Task to carry out: Each entry below has to be written out again without any change.
>>>
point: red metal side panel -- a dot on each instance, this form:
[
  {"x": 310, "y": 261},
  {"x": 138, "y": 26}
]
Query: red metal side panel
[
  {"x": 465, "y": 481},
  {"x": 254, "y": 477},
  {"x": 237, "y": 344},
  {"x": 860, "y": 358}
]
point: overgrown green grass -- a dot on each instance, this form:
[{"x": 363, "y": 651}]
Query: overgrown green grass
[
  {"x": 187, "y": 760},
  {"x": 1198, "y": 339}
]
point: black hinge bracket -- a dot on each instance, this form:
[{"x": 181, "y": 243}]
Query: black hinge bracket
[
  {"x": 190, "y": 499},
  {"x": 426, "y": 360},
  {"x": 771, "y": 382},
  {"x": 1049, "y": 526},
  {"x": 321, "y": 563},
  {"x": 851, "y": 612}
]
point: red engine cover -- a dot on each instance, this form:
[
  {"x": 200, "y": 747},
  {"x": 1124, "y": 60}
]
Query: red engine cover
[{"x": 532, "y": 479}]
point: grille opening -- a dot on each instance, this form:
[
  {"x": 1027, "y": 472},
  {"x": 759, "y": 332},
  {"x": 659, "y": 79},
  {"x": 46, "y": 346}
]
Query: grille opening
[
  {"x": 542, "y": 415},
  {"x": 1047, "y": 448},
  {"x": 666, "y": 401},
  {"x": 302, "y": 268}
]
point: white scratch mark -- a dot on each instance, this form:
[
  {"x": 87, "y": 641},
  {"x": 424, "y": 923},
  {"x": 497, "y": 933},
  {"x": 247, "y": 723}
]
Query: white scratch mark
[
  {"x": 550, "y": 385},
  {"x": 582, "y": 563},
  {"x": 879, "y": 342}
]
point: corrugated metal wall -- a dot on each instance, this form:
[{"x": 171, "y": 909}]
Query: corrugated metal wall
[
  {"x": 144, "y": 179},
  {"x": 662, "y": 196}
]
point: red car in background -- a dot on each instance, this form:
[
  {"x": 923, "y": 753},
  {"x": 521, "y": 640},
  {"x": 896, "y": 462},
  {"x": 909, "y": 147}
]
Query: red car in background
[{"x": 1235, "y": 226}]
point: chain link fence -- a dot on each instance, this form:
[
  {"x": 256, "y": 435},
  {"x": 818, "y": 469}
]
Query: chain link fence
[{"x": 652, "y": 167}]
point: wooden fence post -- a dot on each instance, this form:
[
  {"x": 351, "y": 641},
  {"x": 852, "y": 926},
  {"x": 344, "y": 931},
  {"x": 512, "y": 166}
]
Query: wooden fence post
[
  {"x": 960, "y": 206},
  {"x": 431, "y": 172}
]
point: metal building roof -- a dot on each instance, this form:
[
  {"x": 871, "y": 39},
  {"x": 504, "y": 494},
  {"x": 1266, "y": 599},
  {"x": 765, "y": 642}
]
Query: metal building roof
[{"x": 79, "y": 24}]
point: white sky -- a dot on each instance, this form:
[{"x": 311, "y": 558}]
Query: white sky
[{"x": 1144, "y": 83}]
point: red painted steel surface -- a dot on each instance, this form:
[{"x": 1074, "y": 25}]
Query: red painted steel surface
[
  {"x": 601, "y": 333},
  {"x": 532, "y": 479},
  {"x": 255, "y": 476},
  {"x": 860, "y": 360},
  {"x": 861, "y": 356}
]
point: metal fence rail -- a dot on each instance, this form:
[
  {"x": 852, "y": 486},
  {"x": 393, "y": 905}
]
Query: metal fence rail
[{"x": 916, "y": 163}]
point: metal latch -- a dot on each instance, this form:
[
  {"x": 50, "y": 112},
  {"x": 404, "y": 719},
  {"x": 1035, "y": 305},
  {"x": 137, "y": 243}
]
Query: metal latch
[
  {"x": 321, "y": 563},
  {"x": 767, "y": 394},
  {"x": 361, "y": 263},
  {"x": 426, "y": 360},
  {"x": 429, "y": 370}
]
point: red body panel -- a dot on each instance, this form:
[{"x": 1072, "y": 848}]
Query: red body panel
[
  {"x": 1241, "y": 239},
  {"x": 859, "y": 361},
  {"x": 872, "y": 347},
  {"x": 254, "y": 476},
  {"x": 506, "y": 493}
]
<<<
Solution:
point: red metal side panel -- a dot on each instance, this form:
[
  {"x": 310, "y": 261},
  {"x": 138, "y": 26}
]
Query: red metal side panel
[
  {"x": 465, "y": 481},
  {"x": 254, "y": 477},
  {"x": 237, "y": 344},
  {"x": 860, "y": 358}
]
point: overgrown green grass -- a dot on each instance, this form:
[{"x": 363, "y": 651}]
Query: overgrown green grass
[
  {"x": 187, "y": 760},
  {"x": 1198, "y": 339}
]
point: black hinge bracket -- a dot on each instance, this form:
[{"x": 181, "y": 243}]
Query: black hinge bracket
[
  {"x": 190, "y": 499},
  {"x": 426, "y": 360},
  {"x": 771, "y": 382},
  {"x": 1049, "y": 526},
  {"x": 321, "y": 563},
  {"x": 851, "y": 612}
]
point: red engine cover -- a dot on each instance, this form:
[
  {"x": 200, "y": 747},
  {"x": 1124, "y": 60}
]
Query: red engine cover
[{"x": 532, "y": 479}]
point: grille opening -- a dot on each instance, this form:
[
  {"x": 1027, "y": 472},
  {"x": 759, "y": 332},
  {"x": 659, "y": 79},
  {"x": 46, "y": 346}
]
Query: grille opening
[
  {"x": 542, "y": 415},
  {"x": 1047, "y": 448},
  {"x": 666, "y": 401},
  {"x": 302, "y": 268}
]
point: white scratch mark -- a dot on each instance, this form:
[
  {"x": 87, "y": 641},
  {"x": 424, "y": 923},
  {"x": 497, "y": 933},
  {"x": 247, "y": 723}
]
Query: white scratch mark
[
  {"x": 550, "y": 385},
  {"x": 582, "y": 563},
  {"x": 879, "y": 342}
]
point: corrugated metal wall -- a dot on each instance, this form:
[{"x": 171, "y": 909}]
Query: corrugated metal wall
[
  {"x": 144, "y": 179},
  {"x": 662, "y": 196}
]
point: red car in background -- a dot on each instance, this form:
[
  {"x": 923, "y": 753},
  {"x": 521, "y": 640},
  {"x": 896, "y": 462},
  {"x": 909, "y": 147}
]
Query: red car in background
[{"x": 1235, "y": 226}]
point: chain link fence -- a dot on each instance, this form:
[
  {"x": 256, "y": 435},
  {"x": 818, "y": 469}
]
Query: chain link fence
[{"x": 652, "y": 167}]
point: wooden fence post -- a dot on each instance, this form:
[
  {"x": 351, "y": 641},
  {"x": 852, "y": 926},
  {"x": 344, "y": 931},
  {"x": 512, "y": 166}
]
Query: wooden fence post
[
  {"x": 960, "y": 206},
  {"x": 431, "y": 172}
]
point: metal building roof -- a dot on each instance, this form:
[
  {"x": 871, "y": 39},
  {"x": 504, "y": 494},
  {"x": 1266, "y": 599},
  {"x": 765, "y": 642}
]
Query: metal building roof
[{"x": 79, "y": 24}]
point: white sky -- a dot on each instance, this form:
[{"x": 311, "y": 558}]
Query: white sky
[{"x": 1144, "y": 83}]
point: red painted steel surface -- a dot on each instance, this form:
[{"x": 1074, "y": 25}]
Query: red painted steel surface
[
  {"x": 601, "y": 333},
  {"x": 532, "y": 479},
  {"x": 255, "y": 476},
  {"x": 860, "y": 360},
  {"x": 861, "y": 356}
]
point: metal fence rail -- a dot on each instance, this form:
[
  {"x": 852, "y": 486},
  {"x": 393, "y": 905}
]
Query: metal fence rail
[{"x": 916, "y": 163}]
point: metal latch -- a dot on each instance, this form:
[
  {"x": 50, "y": 112},
  {"x": 404, "y": 719},
  {"x": 1035, "y": 305},
  {"x": 137, "y": 243}
]
Query: metal latch
[
  {"x": 321, "y": 563},
  {"x": 767, "y": 394},
  {"x": 361, "y": 263},
  {"x": 426, "y": 360},
  {"x": 429, "y": 370}
]
point: red body panel -- a dot on each instance, this form:
[{"x": 1072, "y": 848}]
Query: red body panel
[
  {"x": 1241, "y": 239},
  {"x": 859, "y": 361},
  {"x": 872, "y": 347},
  {"x": 254, "y": 476},
  {"x": 506, "y": 493}
]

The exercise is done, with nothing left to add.